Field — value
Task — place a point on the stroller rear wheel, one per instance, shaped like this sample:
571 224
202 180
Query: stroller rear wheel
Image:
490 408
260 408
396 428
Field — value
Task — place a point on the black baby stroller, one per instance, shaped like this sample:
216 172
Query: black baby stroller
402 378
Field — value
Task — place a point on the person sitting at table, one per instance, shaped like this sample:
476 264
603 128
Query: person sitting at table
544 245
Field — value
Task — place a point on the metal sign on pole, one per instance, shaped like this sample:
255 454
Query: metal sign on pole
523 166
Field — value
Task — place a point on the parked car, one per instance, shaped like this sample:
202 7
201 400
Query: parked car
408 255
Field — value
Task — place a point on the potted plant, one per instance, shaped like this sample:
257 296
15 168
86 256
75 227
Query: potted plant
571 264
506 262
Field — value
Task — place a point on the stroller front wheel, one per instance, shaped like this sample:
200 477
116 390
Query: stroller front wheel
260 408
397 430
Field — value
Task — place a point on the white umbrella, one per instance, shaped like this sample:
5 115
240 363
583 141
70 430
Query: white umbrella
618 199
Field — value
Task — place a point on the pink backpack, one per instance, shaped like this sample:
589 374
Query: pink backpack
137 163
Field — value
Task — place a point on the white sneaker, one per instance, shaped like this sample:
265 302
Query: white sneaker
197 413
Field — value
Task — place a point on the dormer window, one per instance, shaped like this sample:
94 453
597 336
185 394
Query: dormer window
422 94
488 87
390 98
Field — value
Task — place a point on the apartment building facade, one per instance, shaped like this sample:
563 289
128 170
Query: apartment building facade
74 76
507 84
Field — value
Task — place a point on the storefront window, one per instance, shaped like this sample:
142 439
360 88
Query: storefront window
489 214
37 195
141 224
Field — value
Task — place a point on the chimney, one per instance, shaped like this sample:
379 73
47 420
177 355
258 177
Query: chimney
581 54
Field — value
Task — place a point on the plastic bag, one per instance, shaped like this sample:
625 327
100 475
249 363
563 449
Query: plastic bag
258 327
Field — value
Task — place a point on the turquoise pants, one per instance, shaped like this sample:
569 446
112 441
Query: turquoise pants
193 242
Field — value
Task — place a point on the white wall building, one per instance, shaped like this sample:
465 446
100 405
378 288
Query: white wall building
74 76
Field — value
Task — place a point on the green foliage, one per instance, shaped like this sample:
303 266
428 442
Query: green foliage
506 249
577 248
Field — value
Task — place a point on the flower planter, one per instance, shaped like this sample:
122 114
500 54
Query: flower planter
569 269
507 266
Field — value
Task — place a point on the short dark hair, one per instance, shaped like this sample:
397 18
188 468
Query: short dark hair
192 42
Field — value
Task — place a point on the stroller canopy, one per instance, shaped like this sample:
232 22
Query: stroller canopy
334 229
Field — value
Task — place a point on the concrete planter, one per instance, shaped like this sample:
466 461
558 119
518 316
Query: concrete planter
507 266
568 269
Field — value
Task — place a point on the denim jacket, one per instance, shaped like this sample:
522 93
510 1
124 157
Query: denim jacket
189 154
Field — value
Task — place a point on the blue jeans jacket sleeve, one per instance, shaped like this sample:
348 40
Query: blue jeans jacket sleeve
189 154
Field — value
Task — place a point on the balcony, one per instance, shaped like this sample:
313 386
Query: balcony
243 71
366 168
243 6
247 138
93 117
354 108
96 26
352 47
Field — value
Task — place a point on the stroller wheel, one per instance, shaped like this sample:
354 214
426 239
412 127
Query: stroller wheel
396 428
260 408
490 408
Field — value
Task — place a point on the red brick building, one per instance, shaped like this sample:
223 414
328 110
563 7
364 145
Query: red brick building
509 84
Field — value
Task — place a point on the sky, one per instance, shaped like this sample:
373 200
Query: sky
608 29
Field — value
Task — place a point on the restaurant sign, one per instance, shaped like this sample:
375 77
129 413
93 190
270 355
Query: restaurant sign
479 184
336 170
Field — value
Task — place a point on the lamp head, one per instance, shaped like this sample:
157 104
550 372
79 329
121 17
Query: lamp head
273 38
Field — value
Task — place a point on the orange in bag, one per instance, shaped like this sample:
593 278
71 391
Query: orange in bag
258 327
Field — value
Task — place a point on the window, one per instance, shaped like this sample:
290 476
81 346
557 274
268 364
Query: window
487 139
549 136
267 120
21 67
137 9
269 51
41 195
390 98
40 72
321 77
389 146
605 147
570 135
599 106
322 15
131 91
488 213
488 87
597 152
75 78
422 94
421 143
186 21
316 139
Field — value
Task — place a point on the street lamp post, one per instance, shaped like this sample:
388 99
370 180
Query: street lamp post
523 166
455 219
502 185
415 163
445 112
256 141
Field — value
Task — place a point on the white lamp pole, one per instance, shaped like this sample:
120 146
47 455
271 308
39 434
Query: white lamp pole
++++++++++++++++++++
- **WORK TO BE COMPLETED**: Show every line of the records above that contains the word "canopy".

- **ANSWER TO THIS PROBLEM**:
Task — place a point on the stroller canopy, one per instance, shaped like this sample:
Query: stroller canopy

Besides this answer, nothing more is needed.